• [GOAL]: Reproduce the lines starting at the one containing "Query: <item>'houseware school" and ending at the one containing "240), (287, 237)]", changing every "sign" to "banner" and leaving everything else the same.

• [DATA PROVIDED]:
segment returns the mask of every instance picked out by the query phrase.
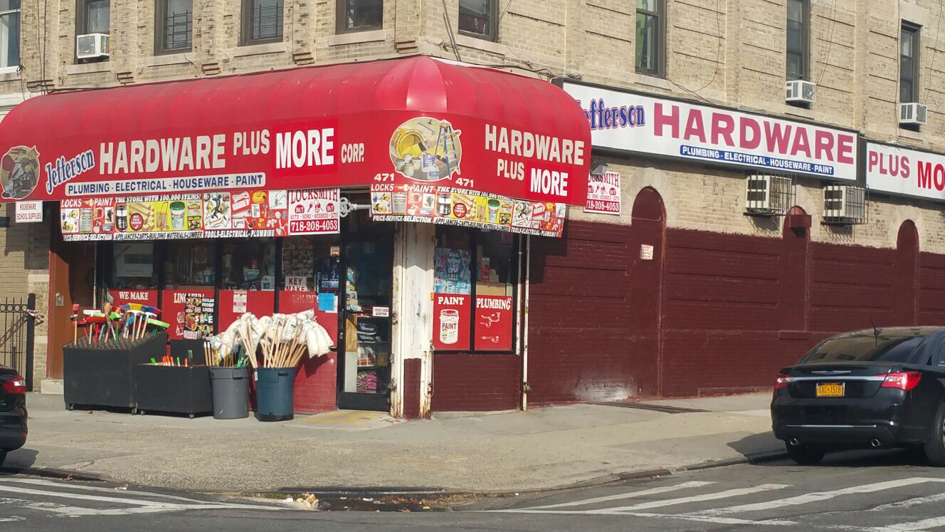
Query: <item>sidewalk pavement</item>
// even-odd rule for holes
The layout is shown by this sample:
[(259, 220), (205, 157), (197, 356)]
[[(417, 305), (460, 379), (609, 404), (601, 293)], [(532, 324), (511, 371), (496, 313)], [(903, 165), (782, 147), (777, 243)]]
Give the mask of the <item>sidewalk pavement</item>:
[(400, 421), (338, 411), (263, 423), (63, 408), (31, 394), (29, 437), (5, 469), (66, 470), (129, 484), (206, 491), (403, 487), (511, 492), (783, 452), (770, 394), (646, 401), (667, 413), (575, 404)]

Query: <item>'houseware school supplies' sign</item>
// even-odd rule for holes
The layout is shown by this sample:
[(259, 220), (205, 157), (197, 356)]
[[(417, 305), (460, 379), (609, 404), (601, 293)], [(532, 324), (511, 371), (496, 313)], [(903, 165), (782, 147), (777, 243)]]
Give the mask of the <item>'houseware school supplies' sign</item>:
[(856, 133), (565, 81), (594, 148), (856, 179)]
[(337, 233), (337, 188), (243, 190), (60, 202), (64, 240), (287, 237)]

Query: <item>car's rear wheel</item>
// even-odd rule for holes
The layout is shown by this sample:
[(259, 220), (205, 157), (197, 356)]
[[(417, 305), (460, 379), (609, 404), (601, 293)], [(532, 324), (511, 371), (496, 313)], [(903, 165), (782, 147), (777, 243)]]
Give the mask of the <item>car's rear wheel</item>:
[(820, 460), (823, 460), (824, 454), (827, 453), (827, 451), (823, 447), (812, 443), (798, 443), (796, 445), (787, 443), (785, 445), (787, 447), (787, 454), (792, 460), (801, 466), (819, 464)]
[(945, 403), (938, 405), (938, 410), (932, 418), (932, 427), (923, 451), (933, 466), (945, 467)]

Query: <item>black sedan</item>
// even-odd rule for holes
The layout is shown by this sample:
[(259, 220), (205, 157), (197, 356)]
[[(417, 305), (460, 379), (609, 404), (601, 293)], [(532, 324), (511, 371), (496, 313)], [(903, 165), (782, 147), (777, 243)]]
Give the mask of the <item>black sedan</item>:
[(838, 334), (778, 375), (775, 436), (799, 464), (840, 449), (922, 449), (945, 466), (945, 328)]
[(26, 380), (0, 365), (0, 466), (26, 443)]

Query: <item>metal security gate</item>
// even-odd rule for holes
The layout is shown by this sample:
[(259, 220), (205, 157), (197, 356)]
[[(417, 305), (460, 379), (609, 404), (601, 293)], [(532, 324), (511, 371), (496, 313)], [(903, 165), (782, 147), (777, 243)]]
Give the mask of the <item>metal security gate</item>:
[(4, 297), (0, 302), (0, 365), (9, 365), (26, 378), (33, 389), (33, 328), (36, 294)]

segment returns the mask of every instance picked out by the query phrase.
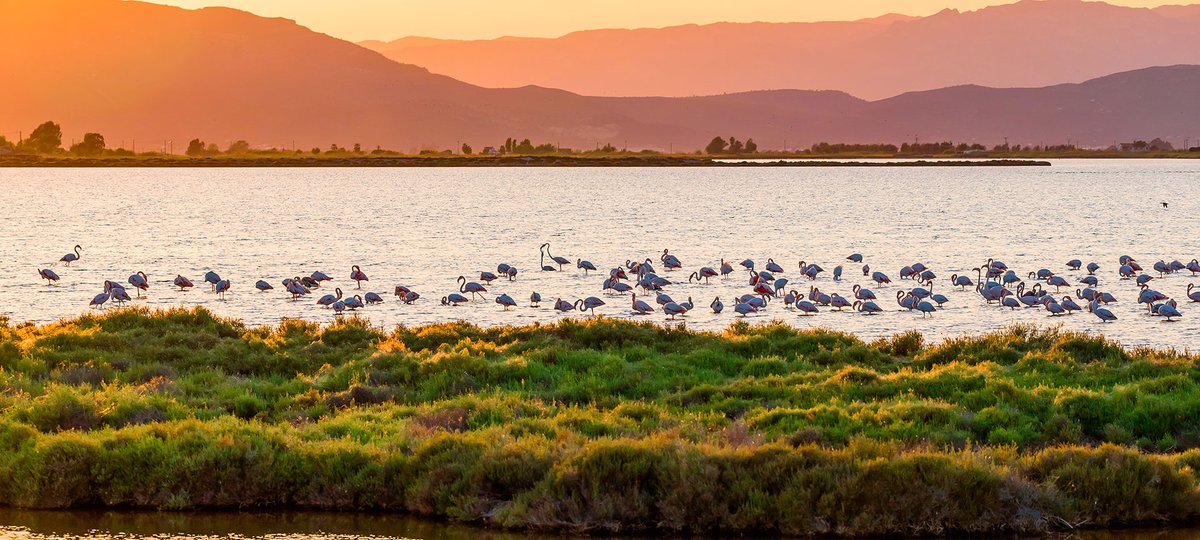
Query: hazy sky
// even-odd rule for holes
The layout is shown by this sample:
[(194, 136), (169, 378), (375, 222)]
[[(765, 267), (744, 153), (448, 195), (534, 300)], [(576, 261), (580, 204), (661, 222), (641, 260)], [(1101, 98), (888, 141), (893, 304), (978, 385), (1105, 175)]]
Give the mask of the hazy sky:
[[(229, 6), (286, 17), (350, 41), (403, 36), (492, 38), (559, 36), (596, 28), (670, 26), (715, 22), (851, 20), (883, 13), (931, 14), (1012, 0), (152, 0), (182, 7)], [(1186, 4), (1187, 1), (1178, 1)], [(1162, 0), (1110, 0), (1159, 6)]]

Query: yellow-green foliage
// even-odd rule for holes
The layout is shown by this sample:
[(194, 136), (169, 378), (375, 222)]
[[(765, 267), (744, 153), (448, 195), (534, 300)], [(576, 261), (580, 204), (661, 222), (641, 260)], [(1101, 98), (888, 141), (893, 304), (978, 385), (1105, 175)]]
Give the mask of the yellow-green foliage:
[(1187, 520), (1196, 360), (1025, 326), (0, 323), (0, 504), (799, 535)]

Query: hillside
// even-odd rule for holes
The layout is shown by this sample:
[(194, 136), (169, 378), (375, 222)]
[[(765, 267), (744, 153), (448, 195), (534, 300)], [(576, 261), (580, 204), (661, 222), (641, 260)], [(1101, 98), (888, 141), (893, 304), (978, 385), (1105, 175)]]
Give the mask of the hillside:
[[(818, 140), (1111, 144), (1195, 137), (1200, 67), (1148, 68), (1044, 89), (959, 86), (869, 102), (841, 91), (707, 97), (588, 97), (538, 86), (485, 89), (289, 20), (119, 0), (0, 0), (0, 133), (44, 120), (65, 143), (191, 138), (226, 145), (416, 149), (506, 137), (586, 149), (692, 150), (715, 134), (762, 149)], [(44, 36), (53, 35), (54, 40)], [(881, 79), (882, 80), (882, 79)]]
[(1146, 10), (1025, 0), (924, 18), (362, 44), (482, 86), (536, 84), (602, 96), (838, 89), (878, 100), (960, 84), (1044, 86), (1148, 66), (1200, 64), (1196, 22), (1200, 5)]

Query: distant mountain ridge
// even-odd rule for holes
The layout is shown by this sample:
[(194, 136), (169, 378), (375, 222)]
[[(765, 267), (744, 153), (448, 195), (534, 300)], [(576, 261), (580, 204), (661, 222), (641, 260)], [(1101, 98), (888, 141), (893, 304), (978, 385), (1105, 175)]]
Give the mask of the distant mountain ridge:
[(1022, 0), (930, 17), (589, 30), (558, 38), (364, 42), (472, 84), (596, 96), (836, 89), (878, 100), (960, 84), (1045, 86), (1200, 64), (1200, 5)]
[[(506, 137), (568, 148), (761, 149), (953, 139), (1109, 145), (1200, 137), (1200, 67), (1038, 89), (954, 86), (865, 101), (842, 91), (589, 97), (486, 89), (397, 64), (284, 19), (120, 0), (0, 0), (0, 133), (55, 120), (140, 149), (191, 138), (278, 148), (476, 149)], [(54, 36), (47, 40), (46, 36)], [(36, 44), (36, 46), (31, 46)]]

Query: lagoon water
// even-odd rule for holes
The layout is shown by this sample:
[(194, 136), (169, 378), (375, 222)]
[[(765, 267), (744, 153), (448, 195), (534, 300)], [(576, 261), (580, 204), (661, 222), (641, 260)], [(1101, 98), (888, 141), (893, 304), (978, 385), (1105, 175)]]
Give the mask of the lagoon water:
[[(851, 298), (851, 287), (862, 283), (880, 296), (884, 313), (822, 308), (800, 317), (780, 301), (748, 317), (751, 322), (780, 319), (864, 338), (917, 329), (934, 340), (1034, 323), (1104, 334), (1130, 347), (1200, 349), (1200, 310), (1193, 307), (1200, 304), (1184, 294), (1200, 277), (1182, 272), (1152, 282), (1183, 312), (1182, 320), (1164, 323), (1146, 314), (1135, 302), (1136, 287), (1116, 274), (1122, 254), (1147, 270), (1159, 259), (1200, 257), (1200, 162), (1194, 161), (1055, 161), (1032, 168), (0, 169), (0, 314), (13, 322), (88, 312), (104, 280), (125, 282), (139, 270), (151, 288), (133, 305), (205, 306), (251, 325), (282, 318), (329, 323), (334, 313), (314, 305), (314, 296), (334, 287), (383, 294), (385, 304), (358, 316), (386, 328), (584, 317), (559, 314), (552, 305), (556, 298), (589, 295), (607, 302), (598, 313), (632, 317), (628, 295), (602, 294), (605, 270), (652, 258), (660, 275), (678, 282), (667, 294), (695, 300), (685, 324), (716, 330), (734, 320), (731, 298), (749, 292), (748, 274), (712, 284), (689, 284), (688, 274), (716, 268), (721, 258), (751, 258), (761, 266), (769, 257), (785, 268), (779, 277), (791, 278), (790, 288), (808, 292), (815, 284)], [(556, 256), (595, 263), (601, 275), (571, 266), (539, 271), (538, 246), (545, 241)], [(76, 244), (83, 245), (83, 258), (71, 266), (59, 263)], [(662, 271), (664, 248), (686, 271)], [(844, 260), (853, 252), (894, 283), (868, 283), (859, 265)], [(972, 290), (952, 290), (952, 274), (974, 280), (973, 269), (988, 258), (1022, 276), (1048, 268), (1073, 283), (1086, 272), (1064, 263), (1094, 260), (1102, 266), (1099, 288), (1120, 300), (1109, 306), (1120, 320), (1100, 324), (1086, 312), (1049, 318), (1042, 310), (1009, 311), (985, 305)], [(827, 271), (810, 283), (798, 276), (802, 259)], [(934, 292), (950, 299), (932, 318), (895, 302), (896, 290), (916, 286), (899, 280), (899, 269), (916, 262), (937, 274)], [(460, 275), (476, 281), (479, 271), (496, 271), (499, 263), (520, 274), (493, 283), (490, 293), (508, 293), (520, 307), (502, 311), (491, 294), (460, 307), (438, 302), (457, 292)], [(362, 290), (349, 280), (353, 264), (371, 278)], [(838, 264), (845, 264), (845, 276), (833, 282)], [(38, 268), (53, 269), (61, 281), (48, 287)], [(232, 281), (224, 300), (200, 283), (208, 270)], [(335, 281), (313, 298), (290, 300), (281, 281), (314, 270)], [(197, 282), (196, 289), (173, 289), (176, 274)], [(254, 290), (260, 278), (276, 290)], [(421, 300), (398, 302), (390, 294), (396, 284), (412, 287)], [(540, 308), (528, 306), (534, 290), (546, 299)], [(724, 314), (707, 308), (714, 296), (725, 302)], [(642, 319), (666, 317), (659, 311)]]
[[(582, 540), (584, 538), (595, 536), (491, 530), (382, 514), (65, 512), (0, 509), (0, 539), (6, 540)], [(672, 536), (611, 538), (637, 540), (640, 538)], [(1026, 536), (977, 535), (971, 538), (1019, 540)], [(1080, 530), (1069, 534), (1055, 533), (1046, 538), (1060, 540), (1198, 540), (1200, 539), (1200, 529)]]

• [ANSWER BELOW]:
Query: <item>'houseware school supplies' banner</item>
// even-odd rule for holes
The layout is shown by this sample:
[(259, 220), (205, 157), (197, 356)]
[[(417, 305), (460, 379), (609, 404), (601, 293)], [(532, 324), (511, 371), (496, 313)], [(903, 165), (782, 147), (777, 243)]]
Give the mask of the <item>'houseware school supplies' banner</item>:
[(856, 133), (565, 81), (594, 148), (856, 179)]
[(337, 233), (337, 188), (243, 190), (60, 202), (64, 240), (287, 237)]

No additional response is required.